▶ _Task directions_
Rescale everything from the line containing "Task: place one keypoint per instance of the two-story" down to the end of the items, both ends included. Reproduce those lines with the requests unchanged, but multiply every coordinate in the answers by 1.2 and round to whole numbers, with halves rounding up.
** START Material to process **
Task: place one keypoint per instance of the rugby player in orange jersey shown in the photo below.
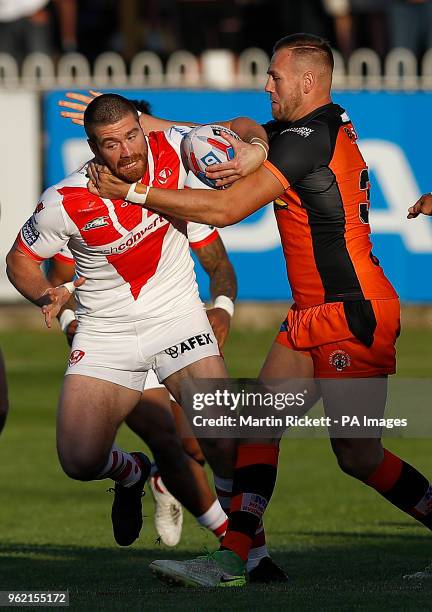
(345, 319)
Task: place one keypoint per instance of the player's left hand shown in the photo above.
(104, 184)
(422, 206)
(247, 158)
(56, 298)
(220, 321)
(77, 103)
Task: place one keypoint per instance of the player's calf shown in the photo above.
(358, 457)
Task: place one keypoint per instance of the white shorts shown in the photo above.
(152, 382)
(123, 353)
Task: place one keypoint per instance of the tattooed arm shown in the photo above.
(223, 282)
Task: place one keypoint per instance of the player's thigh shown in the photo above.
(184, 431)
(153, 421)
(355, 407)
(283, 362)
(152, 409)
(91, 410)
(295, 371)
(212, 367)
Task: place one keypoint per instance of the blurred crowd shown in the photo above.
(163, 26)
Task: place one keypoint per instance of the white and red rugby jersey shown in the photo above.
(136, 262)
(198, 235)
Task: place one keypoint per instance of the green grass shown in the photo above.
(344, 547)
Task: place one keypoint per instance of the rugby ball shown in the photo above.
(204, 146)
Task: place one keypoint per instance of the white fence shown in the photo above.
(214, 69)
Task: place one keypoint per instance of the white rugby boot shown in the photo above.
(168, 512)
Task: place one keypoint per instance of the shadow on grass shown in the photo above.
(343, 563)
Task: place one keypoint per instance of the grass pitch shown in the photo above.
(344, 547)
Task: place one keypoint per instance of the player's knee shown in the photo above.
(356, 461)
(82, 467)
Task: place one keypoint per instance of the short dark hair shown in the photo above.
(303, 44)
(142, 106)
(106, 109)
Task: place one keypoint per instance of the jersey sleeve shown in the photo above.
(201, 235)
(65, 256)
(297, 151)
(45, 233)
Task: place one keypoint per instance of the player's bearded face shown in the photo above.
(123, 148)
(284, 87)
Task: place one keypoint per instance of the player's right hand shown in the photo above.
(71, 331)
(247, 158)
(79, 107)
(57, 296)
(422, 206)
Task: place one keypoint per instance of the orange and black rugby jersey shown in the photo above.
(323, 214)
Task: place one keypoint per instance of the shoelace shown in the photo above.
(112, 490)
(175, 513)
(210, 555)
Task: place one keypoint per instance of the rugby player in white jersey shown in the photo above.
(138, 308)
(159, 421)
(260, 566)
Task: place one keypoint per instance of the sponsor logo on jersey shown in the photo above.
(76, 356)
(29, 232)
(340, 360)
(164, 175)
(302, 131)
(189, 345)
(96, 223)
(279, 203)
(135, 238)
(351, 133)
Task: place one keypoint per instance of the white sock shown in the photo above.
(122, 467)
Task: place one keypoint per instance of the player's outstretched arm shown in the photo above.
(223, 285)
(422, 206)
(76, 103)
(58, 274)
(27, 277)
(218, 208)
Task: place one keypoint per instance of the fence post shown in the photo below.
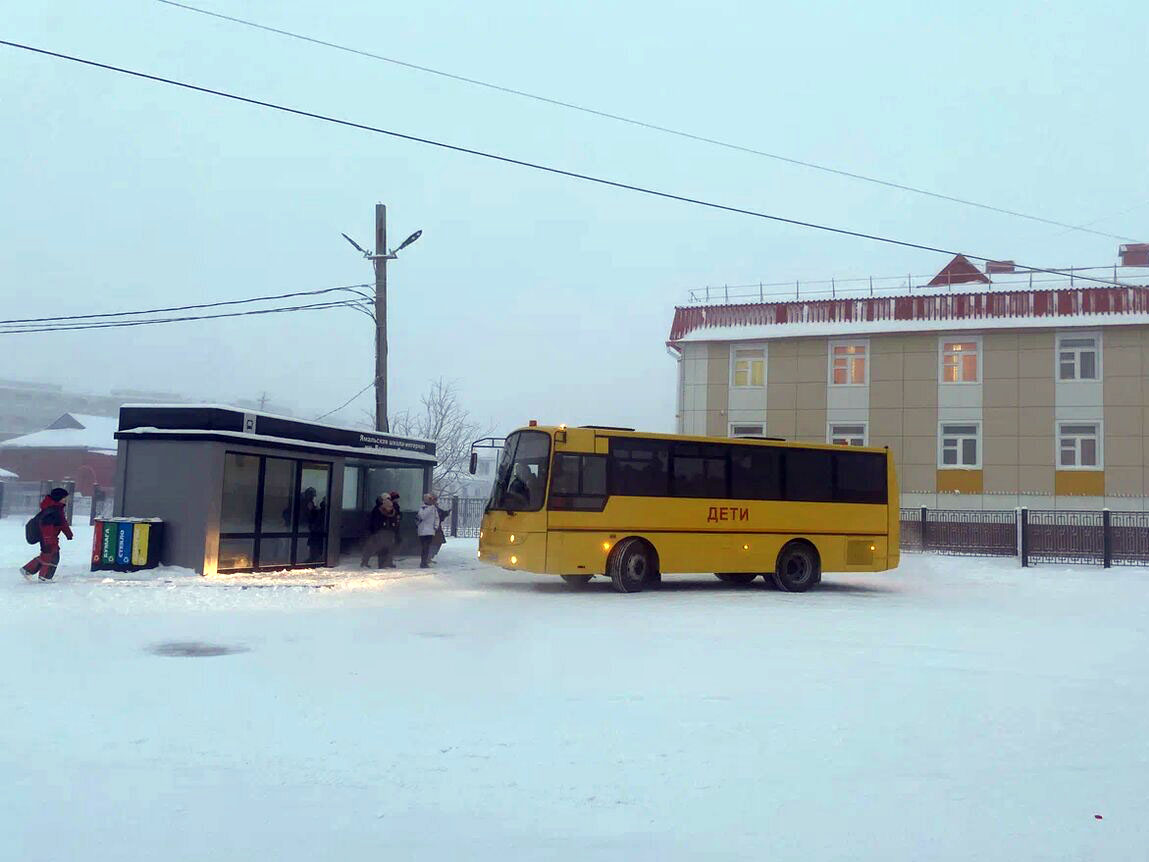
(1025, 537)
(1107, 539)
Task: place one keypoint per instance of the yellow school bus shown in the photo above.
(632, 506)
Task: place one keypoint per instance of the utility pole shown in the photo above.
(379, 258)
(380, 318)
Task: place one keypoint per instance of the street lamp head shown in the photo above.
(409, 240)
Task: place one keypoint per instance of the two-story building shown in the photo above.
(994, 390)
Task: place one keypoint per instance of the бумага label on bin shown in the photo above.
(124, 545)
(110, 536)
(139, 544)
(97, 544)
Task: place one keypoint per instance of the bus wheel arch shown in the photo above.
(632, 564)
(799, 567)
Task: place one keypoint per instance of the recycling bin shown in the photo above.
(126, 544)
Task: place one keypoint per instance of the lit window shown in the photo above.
** END Material to process **
▶ _Response to this task_
Task: place one keypoint per instance of the two-story building shown in the photo above.
(1193, 468)
Task: place one keypoint per instance of the бумага label on bin shown in the photo above.
(149, 654)
(132, 643)
(167, 653)
(116, 653)
Task: place one keypoint per instance of the bus wheel arch shown in the photo above.
(758, 677)
(959, 680)
Task: place one keypoint per instance of the recycling bin shown in the photo above.
(151, 653)
Task: place one keypoint per instance of the lit window shown in the photo above.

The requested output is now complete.